Start of SELECTED TEXT
Then there is another thing that I would say in a word. Let me put an illustration to explain what I mean. Suppose, after the execution of King Charles I., in some corner of the country a Pretender had sprung up and said, 'I am the King!' the way to end that would have been for the Puritan leaders to have taken people to St. George's Chapel, and said, 'Look! there is the coffin, there is the body, is that the king, or is it not?' Jesus Christ was said to have risen again, within a week of the time of His death. The rulers of the nation had the grave, the watch, the stone, the seal. They could have put an end to the pestilent nonsense in two minutes, if it had been nonsense, by the simple process of saying, 'Go and look at the tomb, and you will see Him there.' But this question has never been answered, and never will be -- What became of that sacred corpse if Jesus Christ did not rise again from the dead? The clumsy lie that the rulers told, that the disciples had stolen away the body, was only their acknowledgment that the grave was empty. If the grave were empty, either His servants were impostors, which we have seen it is incredible that they were, or the Christ was risen again.
And so, dear brethren, for many other reasons besides this handful that I have ventured to gather and put before you, and in spite of the prejudices of modern theories, I lift up here once more, with unfaltering certitude, the glad message which I beseech you to accept: 'Christ is risen, the first fruits of them that slept.'
II. So much, then, for the first point in this passage. A word or two about the second -- the triumph in the certitude of that Resurrection.
End of SELECTED TEXT
* [TASK INSTRUCTIONS]
1) Please answer these questions about the sermon on the Resurrection:
(a) In the illustration about King Charles I, where would the Puritan leaders have taken people to end the Pretender's claim?
(b) What lie did the rulers tell about the body?
(c) What is the second point of the passage to be addressed?
2) Carry on the sermon on the Resurrection from the point where it stops, in the same style.
Start of RECORD LIST
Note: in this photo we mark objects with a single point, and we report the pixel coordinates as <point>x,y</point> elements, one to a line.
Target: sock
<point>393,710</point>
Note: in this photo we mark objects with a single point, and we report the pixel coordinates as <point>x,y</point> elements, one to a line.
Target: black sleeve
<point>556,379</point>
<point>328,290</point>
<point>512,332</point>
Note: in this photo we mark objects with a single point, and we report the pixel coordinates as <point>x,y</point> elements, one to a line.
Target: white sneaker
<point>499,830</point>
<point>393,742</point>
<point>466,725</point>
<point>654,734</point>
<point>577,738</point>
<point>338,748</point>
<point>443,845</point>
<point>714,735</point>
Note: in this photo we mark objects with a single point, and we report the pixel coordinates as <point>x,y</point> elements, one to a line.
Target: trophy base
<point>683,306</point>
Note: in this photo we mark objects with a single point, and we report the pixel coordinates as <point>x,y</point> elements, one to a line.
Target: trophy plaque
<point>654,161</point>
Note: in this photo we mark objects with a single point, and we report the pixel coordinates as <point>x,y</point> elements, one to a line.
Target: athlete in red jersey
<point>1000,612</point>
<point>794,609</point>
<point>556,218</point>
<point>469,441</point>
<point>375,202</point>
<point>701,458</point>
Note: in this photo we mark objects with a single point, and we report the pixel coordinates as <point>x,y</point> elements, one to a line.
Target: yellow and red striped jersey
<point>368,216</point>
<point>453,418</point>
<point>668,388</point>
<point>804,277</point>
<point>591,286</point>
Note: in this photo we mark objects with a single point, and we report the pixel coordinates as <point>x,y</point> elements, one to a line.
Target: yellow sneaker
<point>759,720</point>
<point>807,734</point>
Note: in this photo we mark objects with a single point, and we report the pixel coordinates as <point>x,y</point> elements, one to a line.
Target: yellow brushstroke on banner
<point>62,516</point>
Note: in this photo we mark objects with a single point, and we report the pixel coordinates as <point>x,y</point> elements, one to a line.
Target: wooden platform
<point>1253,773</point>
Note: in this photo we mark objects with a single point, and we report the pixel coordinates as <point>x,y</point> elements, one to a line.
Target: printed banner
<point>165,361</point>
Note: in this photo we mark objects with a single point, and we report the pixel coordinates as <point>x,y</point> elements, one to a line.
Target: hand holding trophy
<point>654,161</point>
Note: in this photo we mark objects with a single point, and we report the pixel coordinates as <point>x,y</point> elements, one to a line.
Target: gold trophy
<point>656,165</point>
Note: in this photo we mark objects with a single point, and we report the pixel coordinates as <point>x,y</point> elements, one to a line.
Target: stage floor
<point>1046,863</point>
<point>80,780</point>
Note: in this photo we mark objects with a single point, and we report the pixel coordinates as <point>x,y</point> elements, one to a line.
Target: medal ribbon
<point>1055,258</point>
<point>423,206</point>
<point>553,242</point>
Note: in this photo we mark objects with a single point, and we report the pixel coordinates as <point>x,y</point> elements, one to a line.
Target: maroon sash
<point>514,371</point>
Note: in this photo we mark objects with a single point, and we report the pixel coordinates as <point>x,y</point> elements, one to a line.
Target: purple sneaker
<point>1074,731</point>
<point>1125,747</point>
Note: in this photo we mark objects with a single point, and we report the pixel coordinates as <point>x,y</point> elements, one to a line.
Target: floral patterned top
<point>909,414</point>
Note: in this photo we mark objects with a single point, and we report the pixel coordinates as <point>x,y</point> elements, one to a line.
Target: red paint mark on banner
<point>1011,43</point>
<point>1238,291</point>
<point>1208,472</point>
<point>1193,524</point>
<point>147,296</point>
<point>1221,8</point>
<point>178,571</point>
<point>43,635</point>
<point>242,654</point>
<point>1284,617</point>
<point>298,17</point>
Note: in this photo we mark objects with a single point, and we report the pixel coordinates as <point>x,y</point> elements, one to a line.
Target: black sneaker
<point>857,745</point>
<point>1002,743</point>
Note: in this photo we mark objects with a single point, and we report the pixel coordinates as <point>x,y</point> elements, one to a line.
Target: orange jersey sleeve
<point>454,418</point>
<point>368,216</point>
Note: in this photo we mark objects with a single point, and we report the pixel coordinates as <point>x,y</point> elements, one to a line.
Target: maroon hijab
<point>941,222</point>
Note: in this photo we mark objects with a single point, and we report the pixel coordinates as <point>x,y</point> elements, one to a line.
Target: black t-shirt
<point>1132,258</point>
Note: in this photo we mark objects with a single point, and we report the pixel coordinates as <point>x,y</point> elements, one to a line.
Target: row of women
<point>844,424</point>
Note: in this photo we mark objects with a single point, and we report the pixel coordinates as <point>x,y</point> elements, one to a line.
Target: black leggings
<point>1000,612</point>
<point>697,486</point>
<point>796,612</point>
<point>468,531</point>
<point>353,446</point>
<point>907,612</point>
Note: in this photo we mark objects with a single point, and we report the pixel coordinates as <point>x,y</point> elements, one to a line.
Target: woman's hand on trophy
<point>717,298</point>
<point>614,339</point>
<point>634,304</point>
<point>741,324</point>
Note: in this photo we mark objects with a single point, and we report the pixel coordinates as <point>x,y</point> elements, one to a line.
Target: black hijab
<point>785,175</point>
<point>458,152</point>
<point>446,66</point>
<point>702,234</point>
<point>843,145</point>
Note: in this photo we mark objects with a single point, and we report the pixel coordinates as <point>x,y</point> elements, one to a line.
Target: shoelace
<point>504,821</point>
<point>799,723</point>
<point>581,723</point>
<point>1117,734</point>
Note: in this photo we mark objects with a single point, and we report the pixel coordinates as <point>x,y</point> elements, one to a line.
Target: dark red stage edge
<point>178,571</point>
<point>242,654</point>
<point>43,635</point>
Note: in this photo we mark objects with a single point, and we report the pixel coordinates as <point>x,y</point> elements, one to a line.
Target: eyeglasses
End of RECORD LIST
* [TASK-BY-TASK OUTPUTS]
1)
(a) To St. George's Chapel.
(b) That the disciples had stolen away the body.
(c) The triumph in the certitude of that Resurrection.

2)
As I remarked at a previous point of this discourse, the Apostle has been speaking about the consequences which would follow from the fact that Christ was not raised. If we take all these consequences and reverse them, we get the glad issues of His Resurrection, and understand why it was that this great burst of triumph comes from the Apostle's lips. And though I must necessarily treat this part of my subject very inadequately, let me try to gather together the various points on which, as I think, our Easter gladness ought to be built.
First, then, I say, the risen Christ gives us a complete Gospel. A dead Christ annihilates the Gospel. 'If Christ be not risen,' says the Apostle, 'our preaching,' by which he means not the act but the substance of his preaching, 'is vain.' Or, as the word might be more accurately rendered, 'empty.' There is nothing in it; no contents. It is a blown bladder; nothing in it but wind.
What was Paul's 'preaching'? It all turned upon these points -- that Jesus Christ was the Son of God; that He was Incarnate in the flesh for us men; that He died on the Cross for our offences; that He was raised again, and had ascended into Heaven, ruling the world and breathing His presence into believing hearts; and that He would come again to be our Judge. These were the elements of what Paul called 'his Gospel.' He faces the supposition of a dead Christ, and he says, 'It is all gone! It is all vanished into thin air. I have nothing to preach if I have not a Cross to preach which is man's deliverance from sin, because on it the Son of God hath died, and I only know that Jesus Christ's sacrifice is accepted and sufficient, because I have it attested to me in His rising again from the dead.'
Dear brethren, on the fact of the Resurrection of Jesus Christ is suspended everything which makes the Gospel a gospel. Strike that out, and what have you left? Some beautiful bits of moral teaching, a lovely life, marred by tremendous mistakes about Himself and His own importance and His relation to men and to God; but you have got nothing left that is worth calling a gospel. You have the cross rising there, gaunt, black, solitary; but, unless on the other side of the river you have the Resurrection, no bridge will ever be thrown across the black gulf, and the Cross remains 'dead, being alone.' You must have a Resurrection to explain the Cross, and then the Life and the Death tower up into the manifestation of God in the flesh and the propitiation for our sins. Without it we have nothing to preach which is worth calling a gospel.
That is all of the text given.